(Shape annotation entries)
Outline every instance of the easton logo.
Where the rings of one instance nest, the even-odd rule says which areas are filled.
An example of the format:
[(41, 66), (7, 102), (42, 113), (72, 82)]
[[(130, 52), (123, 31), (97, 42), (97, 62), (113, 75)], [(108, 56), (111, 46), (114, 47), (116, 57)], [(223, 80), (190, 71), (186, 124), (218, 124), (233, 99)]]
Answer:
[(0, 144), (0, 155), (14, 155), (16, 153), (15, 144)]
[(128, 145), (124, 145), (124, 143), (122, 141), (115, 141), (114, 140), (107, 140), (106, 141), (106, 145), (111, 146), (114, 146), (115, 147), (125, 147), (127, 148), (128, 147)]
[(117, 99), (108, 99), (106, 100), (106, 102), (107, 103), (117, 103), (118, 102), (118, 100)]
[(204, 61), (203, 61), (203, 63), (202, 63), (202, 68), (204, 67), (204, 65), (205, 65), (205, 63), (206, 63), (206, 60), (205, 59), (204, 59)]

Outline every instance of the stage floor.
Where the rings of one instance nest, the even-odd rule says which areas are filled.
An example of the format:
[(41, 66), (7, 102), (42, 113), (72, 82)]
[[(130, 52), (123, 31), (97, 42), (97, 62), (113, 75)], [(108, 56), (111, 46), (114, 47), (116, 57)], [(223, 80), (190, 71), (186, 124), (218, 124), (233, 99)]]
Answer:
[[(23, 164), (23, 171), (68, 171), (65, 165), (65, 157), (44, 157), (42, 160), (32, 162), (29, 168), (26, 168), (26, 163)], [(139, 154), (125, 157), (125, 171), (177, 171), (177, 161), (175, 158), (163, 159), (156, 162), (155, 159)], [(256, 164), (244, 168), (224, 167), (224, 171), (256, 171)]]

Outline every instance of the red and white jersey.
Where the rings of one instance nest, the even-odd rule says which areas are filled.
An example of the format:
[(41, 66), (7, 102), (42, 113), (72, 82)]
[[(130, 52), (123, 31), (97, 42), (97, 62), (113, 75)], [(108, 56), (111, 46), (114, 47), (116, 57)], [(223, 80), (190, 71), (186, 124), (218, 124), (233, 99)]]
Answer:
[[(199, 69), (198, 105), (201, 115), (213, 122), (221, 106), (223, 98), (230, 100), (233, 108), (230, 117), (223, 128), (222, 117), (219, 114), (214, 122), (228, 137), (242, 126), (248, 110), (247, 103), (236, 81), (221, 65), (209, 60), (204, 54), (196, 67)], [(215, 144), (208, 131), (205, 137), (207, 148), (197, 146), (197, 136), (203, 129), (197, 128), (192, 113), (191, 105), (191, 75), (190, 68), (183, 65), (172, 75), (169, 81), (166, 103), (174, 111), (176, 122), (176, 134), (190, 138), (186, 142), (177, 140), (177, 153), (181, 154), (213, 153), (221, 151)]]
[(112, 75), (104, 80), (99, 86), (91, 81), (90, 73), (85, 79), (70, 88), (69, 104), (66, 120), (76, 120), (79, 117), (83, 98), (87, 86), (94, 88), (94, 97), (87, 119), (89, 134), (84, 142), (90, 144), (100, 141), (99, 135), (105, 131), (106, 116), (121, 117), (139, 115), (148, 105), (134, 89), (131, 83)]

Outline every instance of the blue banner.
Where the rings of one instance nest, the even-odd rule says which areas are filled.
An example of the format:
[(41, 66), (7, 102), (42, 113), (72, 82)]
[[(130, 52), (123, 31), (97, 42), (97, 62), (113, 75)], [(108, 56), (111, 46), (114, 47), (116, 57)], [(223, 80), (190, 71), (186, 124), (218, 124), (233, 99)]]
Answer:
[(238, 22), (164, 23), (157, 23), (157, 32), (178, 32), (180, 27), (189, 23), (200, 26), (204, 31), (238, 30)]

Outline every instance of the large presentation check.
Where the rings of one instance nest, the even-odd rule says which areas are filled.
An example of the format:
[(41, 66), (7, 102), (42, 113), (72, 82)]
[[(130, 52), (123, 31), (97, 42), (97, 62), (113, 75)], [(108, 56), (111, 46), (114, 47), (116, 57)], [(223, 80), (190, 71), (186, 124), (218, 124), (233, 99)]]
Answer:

• Task to complete
Write out the records above again, keeping each one identical to the original.

• Response for this exercise
Outline every instance of the easton logo.
Where the rings of one instance nest, the even-odd rule says which areas are filled.
An example of the format:
[(41, 66), (7, 102), (42, 113), (72, 82)]
[[(130, 52), (123, 31), (97, 42), (97, 62), (113, 75)], [(108, 56), (111, 46), (114, 47), (116, 57)], [(223, 80), (190, 71), (186, 124), (218, 124), (233, 99)]]
Answer:
[(0, 144), (0, 155), (14, 155), (16, 153), (15, 144)]
[(128, 145), (124, 145), (124, 143), (122, 141), (115, 141), (114, 140), (107, 140), (106, 141), (106, 145), (111, 146), (114, 146), (115, 147), (125, 147), (127, 148), (128, 147)]
[(117, 99), (108, 99), (106, 100), (106, 102), (107, 103), (117, 103), (118, 102), (118, 100)]
[(204, 61), (203, 61), (203, 63), (202, 63), (202, 68), (204, 67), (204, 65), (205, 65), (205, 63), (206, 63), (206, 60), (205, 59), (204, 59)]

Outline every instance of the stage floor.
Where the rings of one instance nest, the even-odd rule says which areas are filled.
An example of the format:
[(41, 66), (7, 102), (42, 113), (72, 82)]
[[(130, 52), (123, 31), (97, 42), (97, 62), (113, 75)], [(108, 56), (111, 46), (114, 47), (116, 57)], [(223, 80), (190, 71), (186, 124), (218, 124), (233, 99)]]
Answer:
[[(23, 164), (23, 171), (68, 171), (65, 165), (65, 157), (44, 157), (42, 160), (32, 162), (29, 168), (26, 168), (26, 163)], [(139, 154), (125, 157), (125, 171), (177, 171), (177, 161), (175, 158), (163, 159), (156, 162), (155, 159)], [(256, 164), (244, 168), (224, 167), (224, 171), (256, 171)]]

Outline every instance of the red and white jersey.
Where the rings of one instance nest, the even-odd rule says which areas are filled.
An example of the format:
[(41, 66), (7, 102), (42, 113), (72, 82)]
[[(130, 52), (123, 31), (97, 42), (97, 62), (113, 75)], [(108, 56), (111, 46), (114, 47), (116, 57)], [(223, 80), (190, 71), (186, 124), (218, 124), (233, 99)]]
Answer:
[[(199, 69), (198, 105), (201, 115), (213, 122), (221, 106), (223, 98), (230, 100), (233, 108), (230, 117), (223, 128), (222, 117), (219, 114), (214, 122), (228, 137), (242, 126), (248, 110), (247, 103), (236, 81), (221, 65), (209, 60), (204, 54), (196, 67)], [(215, 144), (208, 131), (205, 137), (207, 148), (197, 146), (197, 136), (203, 129), (197, 128), (192, 113), (191, 105), (191, 75), (190, 68), (183, 65), (172, 75), (169, 81), (166, 103), (174, 111), (176, 122), (176, 134), (190, 138), (186, 142), (177, 140), (177, 153), (181, 154), (213, 153), (221, 151)]]
[(112, 75), (104, 80), (99, 86), (91, 81), (90, 73), (85, 79), (70, 88), (69, 104), (66, 120), (76, 120), (79, 117), (83, 98), (87, 86), (94, 88), (94, 97), (87, 119), (89, 134), (84, 142), (90, 144), (100, 141), (99, 135), (105, 131), (106, 116), (121, 117), (139, 115), (148, 105), (134, 89), (131, 83)]

Outline every instance of the blue banner.
Where the rings of one instance nest, the even-odd rule says which areas are filled.
An example of the format:
[(41, 66), (7, 102), (42, 113), (72, 82)]
[[(130, 52), (123, 31), (97, 42), (97, 62), (113, 75)], [(108, 56), (111, 46), (114, 47), (116, 57)], [(223, 80), (190, 71), (186, 124), (218, 124), (233, 99)]]
Answer:
[(238, 22), (164, 23), (157, 23), (157, 32), (178, 32), (180, 27), (189, 23), (200, 26), (204, 31), (238, 30)]

Outline every instance of the large presentation check.
Where the rings of one instance nest, the even-odd rule says which areas are filled.
An example of the format:
[(41, 66), (7, 102), (42, 113), (72, 82)]
[[(130, 52), (123, 31), (97, 42), (97, 62), (113, 75)], [(108, 56), (111, 46), (114, 47), (116, 57)], [(223, 80), (190, 71), (186, 124), (218, 124), (233, 99)]]
Answer:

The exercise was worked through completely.